____ Material for this exercise

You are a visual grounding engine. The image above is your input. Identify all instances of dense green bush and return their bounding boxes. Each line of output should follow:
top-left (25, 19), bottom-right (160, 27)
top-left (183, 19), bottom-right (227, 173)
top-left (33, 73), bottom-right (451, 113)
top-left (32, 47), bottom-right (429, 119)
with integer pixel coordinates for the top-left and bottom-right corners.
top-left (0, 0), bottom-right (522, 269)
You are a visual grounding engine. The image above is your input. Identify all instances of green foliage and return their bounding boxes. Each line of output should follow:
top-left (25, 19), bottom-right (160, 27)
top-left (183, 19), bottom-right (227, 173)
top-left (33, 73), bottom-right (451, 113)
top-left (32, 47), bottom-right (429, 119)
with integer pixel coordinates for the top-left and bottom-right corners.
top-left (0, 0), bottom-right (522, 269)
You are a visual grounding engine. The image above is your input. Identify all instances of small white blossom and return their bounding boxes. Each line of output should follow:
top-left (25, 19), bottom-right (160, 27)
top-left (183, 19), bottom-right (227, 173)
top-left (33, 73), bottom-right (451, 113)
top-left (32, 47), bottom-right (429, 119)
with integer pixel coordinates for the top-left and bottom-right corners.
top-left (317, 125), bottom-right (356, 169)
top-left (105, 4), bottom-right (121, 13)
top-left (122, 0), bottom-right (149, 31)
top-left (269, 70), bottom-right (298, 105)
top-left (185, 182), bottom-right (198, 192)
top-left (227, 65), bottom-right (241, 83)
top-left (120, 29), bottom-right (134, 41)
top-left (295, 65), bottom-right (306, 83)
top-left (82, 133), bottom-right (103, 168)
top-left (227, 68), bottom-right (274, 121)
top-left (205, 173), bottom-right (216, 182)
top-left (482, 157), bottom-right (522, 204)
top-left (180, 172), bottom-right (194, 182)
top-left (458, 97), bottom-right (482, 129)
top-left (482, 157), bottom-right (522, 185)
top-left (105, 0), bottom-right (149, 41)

________

Work to be completed: Put every line of the data above into a JSON list of strings, one string per line, leaving out any blank lines.

Finished answer:
[
  "You are a visual grounding engine. The image above is your input. Identify all instances of dense green bush and return their bounding boxes. Each line of output should follow:",
  "top-left (25, 19), bottom-right (160, 27)",
  "top-left (183, 19), bottom-right (227, 173)",
  "top-left (33, 73), bottom-right (451, 113)",
  "top-left (32, 47), bottom-right (429, 119)",
  "with integer pixel coordinates for the top-left and bottom-right corners.",
  "top-left (0, 0), bottom-right (522, 269)",
  "You are a visual grounding engine. The image above is your input. Identify all instances of green foliage and return their bounding boxes. Each line of output should follow:",
  "top-left (25, 19), bottom-right (160, 27)",
  "top-left (183, 19), bottom-right (227, 173)",
  "top-left (33, 73), bottom-right (451, 113)",
  "top-left (32, 47), bottom-right (429, 119)",
  "with integer pixel coordinates for the top-left and bottom-right corners.",
  "top-left (0, 0), bottom-right (522, 269)",
  "You are a visual grounding engine. The image above is your input. Identify all instances of small white blossom and return their bounding boxes. Each line of output should follow:",
  "top-left (25, 19), bottom-right (160, 27)",
  "top-left (183, 19), bottom-right (227, 173)",
  "top-left (33, 73), bottom-right (451, 113)",
  "top-left (32, 47), bottom-right (429, 119)",
  "with integer pixel coordinates for the top-left and bottom-right corners.",
  "top-left (317, 125), bottom-right (356, 169)",
  "top-left (105, 4), bottom-right (121, 13)",
  "top-left (122, 0), bottom-right (149, 31)",
  "top-left (269, 70), bottom-right (298, 105)",
  "top-left (185, 182), bottom-right (198, 192)",
  "top-left (227, 65), bottom-right (241, 83)",
  "top-left (120, 29), bottom-right (134, 41)",
  "top-left (295, 65), bottom-right (306, 83)",
  "top-left (82, 133), bottom-right (103, 168)",
  "top-left (227, 68), bottom-right (274, 121)",
  "top-left (205, 173), bottom-right (216, 182)",
  "top-left (482, 157), bottom-right (522, 204)",
  "top-left (180, 172), bottom-right (194, 182)",
  "top-left (458, 97), bottom-right (482, 129)",
  "top-left (482, 157), bottom-right (522, 185)",
  "top-left (105, 0), bottom-right (149, 41)"
]